Excerpt provided:
— START —
SECTION 4. ADMINISTRATION

      Section 4.1. Committee. The Plan shall be administered by a Committee of
the Board, comprised of three or more directors, who shall from time to time be
appointed by, and serve at the pleasure of, the Board. Solely to the extent
deemed necessary or advisable by the Board, each director serving on the
Committee shall be (i) a "non-employee director" within the meaning of Rule
16b-3 promulgated under the Securities Exchange Act of 1934, (ii) an "outside
director" within the meaning of Code Section 162(m), and (iii) an "independent
director" within the meaning of rules adopted by the New York Stock Exchange.

      Section 4.2. Authority. The Committee shall have and exercise all the
power and authority granted to it under the Plan. Subject to the provisions of
the Plan, the Committee shall have authority in its sole discretion from time to
time (i) to designate from Eligible Persons the persons to whom Awards are
granted; (ii) to prescribe such limitations, restrictions and conditions upon
any such awards as the Committee shall deem appropriate, including establishing
and administering performance measures in Section 11, and certifying whether the
performance measures have been met; (iii) to interpret the Plan and to adopt,
amend and rescind rules and regulations relating to the Plan; and (iv) to make
all other determinations and take all other actions necessary or advisable for
the implementation and administration of the Plan.
— END —
Record excerpts:
— START —
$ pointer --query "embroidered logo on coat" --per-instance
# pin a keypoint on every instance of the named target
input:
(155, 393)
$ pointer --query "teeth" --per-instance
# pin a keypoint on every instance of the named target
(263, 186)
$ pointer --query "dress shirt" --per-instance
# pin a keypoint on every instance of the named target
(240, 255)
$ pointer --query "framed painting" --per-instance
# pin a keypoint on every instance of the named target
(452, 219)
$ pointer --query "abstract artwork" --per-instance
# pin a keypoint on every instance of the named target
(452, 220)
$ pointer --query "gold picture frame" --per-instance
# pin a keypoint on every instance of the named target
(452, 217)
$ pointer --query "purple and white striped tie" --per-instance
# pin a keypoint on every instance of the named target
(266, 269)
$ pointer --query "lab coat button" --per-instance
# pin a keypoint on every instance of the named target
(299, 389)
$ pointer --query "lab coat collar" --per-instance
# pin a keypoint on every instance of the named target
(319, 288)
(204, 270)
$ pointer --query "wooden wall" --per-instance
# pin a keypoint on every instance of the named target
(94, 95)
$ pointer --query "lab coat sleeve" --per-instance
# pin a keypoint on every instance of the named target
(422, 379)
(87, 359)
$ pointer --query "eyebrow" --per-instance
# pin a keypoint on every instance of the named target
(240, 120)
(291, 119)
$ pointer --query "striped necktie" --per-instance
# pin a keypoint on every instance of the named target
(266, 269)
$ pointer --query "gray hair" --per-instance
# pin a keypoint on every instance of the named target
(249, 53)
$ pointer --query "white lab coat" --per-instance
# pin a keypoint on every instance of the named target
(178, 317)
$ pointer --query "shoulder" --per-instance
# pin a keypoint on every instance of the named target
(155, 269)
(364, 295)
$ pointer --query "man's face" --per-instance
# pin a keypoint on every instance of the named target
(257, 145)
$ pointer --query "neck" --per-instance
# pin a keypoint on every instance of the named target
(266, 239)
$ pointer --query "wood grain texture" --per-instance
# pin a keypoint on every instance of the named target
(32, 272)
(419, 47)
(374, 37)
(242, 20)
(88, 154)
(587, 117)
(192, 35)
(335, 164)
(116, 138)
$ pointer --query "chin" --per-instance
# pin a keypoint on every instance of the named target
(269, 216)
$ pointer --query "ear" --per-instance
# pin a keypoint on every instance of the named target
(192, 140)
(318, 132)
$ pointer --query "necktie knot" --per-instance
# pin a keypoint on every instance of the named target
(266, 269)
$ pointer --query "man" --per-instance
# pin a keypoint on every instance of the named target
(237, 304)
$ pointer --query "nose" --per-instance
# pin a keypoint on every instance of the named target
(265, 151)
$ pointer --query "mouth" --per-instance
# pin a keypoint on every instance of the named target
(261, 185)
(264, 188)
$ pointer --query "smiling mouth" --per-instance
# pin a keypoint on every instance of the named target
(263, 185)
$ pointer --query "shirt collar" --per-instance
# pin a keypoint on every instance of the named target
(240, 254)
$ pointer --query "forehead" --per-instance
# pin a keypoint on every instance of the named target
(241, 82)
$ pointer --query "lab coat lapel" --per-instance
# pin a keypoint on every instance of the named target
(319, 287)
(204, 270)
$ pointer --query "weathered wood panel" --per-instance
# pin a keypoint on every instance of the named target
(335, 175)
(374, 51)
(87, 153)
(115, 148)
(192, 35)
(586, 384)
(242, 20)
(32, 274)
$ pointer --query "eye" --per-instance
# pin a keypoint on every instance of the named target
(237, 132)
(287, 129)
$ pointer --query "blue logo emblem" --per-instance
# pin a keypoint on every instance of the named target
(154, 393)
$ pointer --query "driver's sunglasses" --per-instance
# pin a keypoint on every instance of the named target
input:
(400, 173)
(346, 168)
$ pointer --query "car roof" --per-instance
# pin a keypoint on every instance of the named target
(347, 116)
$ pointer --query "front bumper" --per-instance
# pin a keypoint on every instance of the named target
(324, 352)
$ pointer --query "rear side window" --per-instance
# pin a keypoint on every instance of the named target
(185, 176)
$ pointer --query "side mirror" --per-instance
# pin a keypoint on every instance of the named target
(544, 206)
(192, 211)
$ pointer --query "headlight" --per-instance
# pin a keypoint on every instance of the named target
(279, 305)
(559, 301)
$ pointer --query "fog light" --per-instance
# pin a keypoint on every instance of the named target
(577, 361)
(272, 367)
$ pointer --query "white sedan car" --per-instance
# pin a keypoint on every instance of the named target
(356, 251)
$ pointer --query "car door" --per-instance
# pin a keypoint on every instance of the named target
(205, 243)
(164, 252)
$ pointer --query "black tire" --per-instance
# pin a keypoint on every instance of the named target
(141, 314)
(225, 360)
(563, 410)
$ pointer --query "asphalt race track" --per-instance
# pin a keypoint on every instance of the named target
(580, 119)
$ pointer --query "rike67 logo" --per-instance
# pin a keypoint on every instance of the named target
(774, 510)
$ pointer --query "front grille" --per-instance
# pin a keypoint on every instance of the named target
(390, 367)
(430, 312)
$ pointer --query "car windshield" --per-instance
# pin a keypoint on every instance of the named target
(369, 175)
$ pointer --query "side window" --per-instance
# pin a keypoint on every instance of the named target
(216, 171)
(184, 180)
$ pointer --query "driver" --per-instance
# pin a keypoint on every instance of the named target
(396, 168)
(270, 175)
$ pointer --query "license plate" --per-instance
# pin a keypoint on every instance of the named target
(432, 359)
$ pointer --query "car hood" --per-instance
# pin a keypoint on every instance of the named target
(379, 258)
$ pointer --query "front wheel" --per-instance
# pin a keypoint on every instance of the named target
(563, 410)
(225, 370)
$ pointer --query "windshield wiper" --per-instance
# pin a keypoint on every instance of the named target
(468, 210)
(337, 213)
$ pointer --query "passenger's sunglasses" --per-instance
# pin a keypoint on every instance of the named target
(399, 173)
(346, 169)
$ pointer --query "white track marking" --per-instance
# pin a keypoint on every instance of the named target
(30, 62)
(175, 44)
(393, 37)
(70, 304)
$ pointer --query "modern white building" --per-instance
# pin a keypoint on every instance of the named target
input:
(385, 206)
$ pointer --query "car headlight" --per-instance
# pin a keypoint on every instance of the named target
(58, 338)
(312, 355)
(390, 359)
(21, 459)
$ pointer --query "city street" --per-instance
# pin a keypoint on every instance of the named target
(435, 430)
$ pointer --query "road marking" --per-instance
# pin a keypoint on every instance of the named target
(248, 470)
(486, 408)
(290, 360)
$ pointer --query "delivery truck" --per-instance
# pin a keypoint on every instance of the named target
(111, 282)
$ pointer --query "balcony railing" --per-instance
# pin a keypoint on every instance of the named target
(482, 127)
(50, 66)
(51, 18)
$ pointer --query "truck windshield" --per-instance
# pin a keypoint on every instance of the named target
— END —
Work instructions:
1. From the administration section, reproduce the passage between "Section 4.1. Committee." and "York Stock Exchange.", inclusive.
2. Recast the paragraph of the administration section beginning "Section 4.2. Authority." as a concise list that keeps its main facts.

Answers to the exercise:
1.
Section 4.1. Committee. The Plan shall be administered by a Committee of
the Board, comprised of three or more directors, who shall from time to time be
appointed by, and serve at the pleasure of, the Board. Solely to the extent
deemed necessary or advisable by the Board, each director serving on the
Committee shall be (i) a "non-employee director" within the meaning of Rule
16b-3 promulgated under the Securities Exchange Act of 1934, (ii) an "outside
director" within the meaning of Code Section 162(m), and (iii) an "independent
director" within the meaning of rules adopted by the New York Stock Exchange.

2.
Section 4.2. Authority: The Committee holds all power and authority the Plan grants it. Subject to the Plan, it may at any time, in its sole discretion:
- designate which Eligible Persons receive Awards;
- set limitations, restrictions and conditions on awards, including establishing and administering the performance measures in Section 11 and certifying whether they have been met;
- interpret the Plan and adopt, amend and rescind rules and regulations relating to it;
- make all other determinations and take all other actions necessary or advisable to implement and administer the Plan.